— BEGIN —

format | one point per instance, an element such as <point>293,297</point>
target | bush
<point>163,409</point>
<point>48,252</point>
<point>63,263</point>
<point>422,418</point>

— END —

Write out each of the items above again, line for line and with nothing changed.

format | one point per instance, an element such as <point>293,297</point>
target | bush
<point>163,409</point>
<point>48,252</point>
<point>63,263</point>
<point>422,418</point>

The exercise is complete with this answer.